> Exercise brief:
Swap "company" for "corporation" in the lines running from the one containing "Query: car windshield" through the end of the material, inclusive. Return only those lines, with everything else left unchanged.

[Pointing dataset excerpts]
□ □ □
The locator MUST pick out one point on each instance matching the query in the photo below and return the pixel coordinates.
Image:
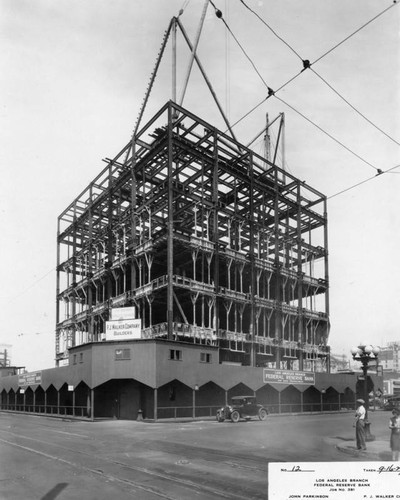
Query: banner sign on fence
(33, 378)
(288, 377)
(124, 329)
(123, 313)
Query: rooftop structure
(210, 242)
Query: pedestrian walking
(360, 425)
(394, 426)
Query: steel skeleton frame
(211, 243)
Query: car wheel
(235, 417)
(262, 414)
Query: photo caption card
(333, 480)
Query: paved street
(44, 458)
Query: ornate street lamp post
(366, 353)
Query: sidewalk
(376, 450)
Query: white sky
(73, 74)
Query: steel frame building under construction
(210, 242)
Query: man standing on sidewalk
(360, 425)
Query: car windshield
(243, 400)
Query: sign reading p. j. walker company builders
(32, 378)
(123, 329)
(288, 377)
□ □ □
> Task result:
Query: car windshield
(243, 400)
Query: sign reading p. j. walker corporation builders
(32, 378)
(123, 329)
(288, 377)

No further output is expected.